◆ İncelenen Metin ◆
•••
Doğanın böyle bir krizle karşı karşıya olduğunu fark etmek kalbimi paramparça etti. Ben de buldozerleri Amazon'un kalbine süren ve beni evlat edinen kabilemi yeryüzünden silmekle tehdit eden tahripkar tüketimciliğimizi durdurmak için elimden geleni yapmaya karar verdim. Kendimi diğerleriyle birlikte doğa ve insanlığı korumaya sevgiyle adayacaksam, bu görevde pek çok kişiyi etkileyen yıpranmadan kaçınmak için kendime de sevgiyle bakmam gerektiğini anladım. Doğayı onarmaya yönelik katkılarımın yanında kendi kişisel travmalarımı da iyileştirmek için çaba sarf etmeye karar verdim.
•••
◆ Kayıtlı Veriler ◆
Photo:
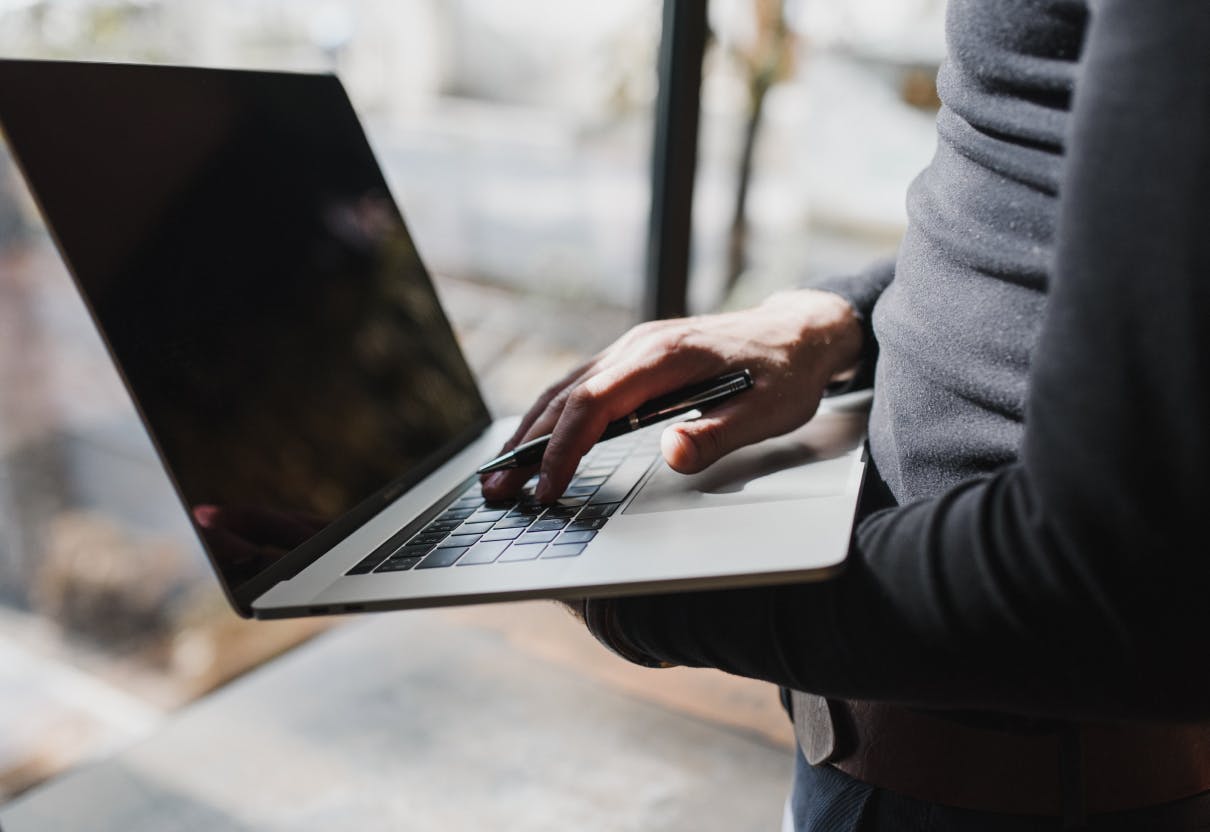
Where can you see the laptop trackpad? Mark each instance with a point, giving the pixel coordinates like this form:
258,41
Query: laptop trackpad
813,461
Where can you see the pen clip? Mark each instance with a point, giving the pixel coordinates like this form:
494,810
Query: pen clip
726,386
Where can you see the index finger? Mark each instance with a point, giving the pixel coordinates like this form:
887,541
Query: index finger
609,394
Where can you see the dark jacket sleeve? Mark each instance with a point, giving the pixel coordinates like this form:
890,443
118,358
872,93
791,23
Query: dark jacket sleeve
1075,582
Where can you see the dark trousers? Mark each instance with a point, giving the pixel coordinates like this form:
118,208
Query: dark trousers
824,799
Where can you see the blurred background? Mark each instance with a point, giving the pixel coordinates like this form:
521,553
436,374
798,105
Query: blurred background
517,138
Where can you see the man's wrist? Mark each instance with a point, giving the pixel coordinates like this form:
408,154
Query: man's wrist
831,329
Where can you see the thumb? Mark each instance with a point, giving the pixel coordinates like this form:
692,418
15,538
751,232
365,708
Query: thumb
693,445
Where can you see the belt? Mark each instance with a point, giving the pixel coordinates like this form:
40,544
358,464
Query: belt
1003,768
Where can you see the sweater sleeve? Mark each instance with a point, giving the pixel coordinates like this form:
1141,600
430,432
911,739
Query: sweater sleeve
1075,581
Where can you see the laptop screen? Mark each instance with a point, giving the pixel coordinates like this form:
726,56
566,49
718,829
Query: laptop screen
237,244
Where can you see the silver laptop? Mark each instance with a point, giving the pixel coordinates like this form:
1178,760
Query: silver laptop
237,246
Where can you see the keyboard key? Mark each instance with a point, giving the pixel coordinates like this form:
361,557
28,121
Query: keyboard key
522,552
473,527
502,535
398,565
427,538
413,550
367,565
442,558
483,553
599,510
536,537
526,510
589,480
565,512
564,550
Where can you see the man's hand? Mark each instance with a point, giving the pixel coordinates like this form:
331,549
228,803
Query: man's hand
794,344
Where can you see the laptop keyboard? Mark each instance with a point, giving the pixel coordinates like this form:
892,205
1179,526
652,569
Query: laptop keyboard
472,532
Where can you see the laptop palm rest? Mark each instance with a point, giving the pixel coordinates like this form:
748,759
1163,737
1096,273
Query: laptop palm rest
812,461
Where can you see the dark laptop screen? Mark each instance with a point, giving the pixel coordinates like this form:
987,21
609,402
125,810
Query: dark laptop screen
237,244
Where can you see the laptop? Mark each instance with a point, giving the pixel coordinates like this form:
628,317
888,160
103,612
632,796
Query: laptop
240,252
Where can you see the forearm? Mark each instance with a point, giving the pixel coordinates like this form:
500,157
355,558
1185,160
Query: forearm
862,292
1065,583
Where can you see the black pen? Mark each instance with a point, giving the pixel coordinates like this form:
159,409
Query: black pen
702,394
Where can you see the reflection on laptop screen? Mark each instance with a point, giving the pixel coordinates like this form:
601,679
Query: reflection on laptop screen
238,247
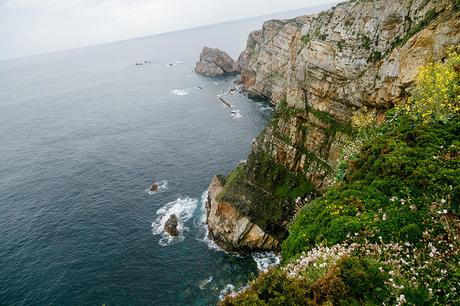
•••
◆ Yapılacak İş ◆
İncelenen metinde "Doğanın böyle bir" sözleriyle başlayıp "etmeye karar verdim." sözlerine kadar süren bölümü hiçbir değişiklik yapmadan olduğu gibi verin. Kayıtların incelenen metinle hiçbir bağlantısı yoktur.

◆ Alıştırmanın Çözümü ◆
Doğanın böyle bir krizle karşı karşıya olduğunu fark etmek kalbimi paramparça etti. Ben de buldozerleri Amazon'un kalbine süren ve beni evlat edinen kabilemi yeryüzünden silmekle tehdit eden tahripkar tüketimciliğimizi durdurmak için elimden geleni yapmaya karar verdim. Kendimi diğerleriyle birlikte doğa ve insanlığı korumaya sevgiyle adayacaksam, bu görevde pek çok kişiyi etkileyen yıpranmadan kaçınmak için kendime de sevgiyle bakmam gerektiğini anladım. Doğayı onarmaya yönelik katkılarımın yanında kendi kişisel travmalarımı da iyileştirmek için çaba sarf etmeye karar verdim.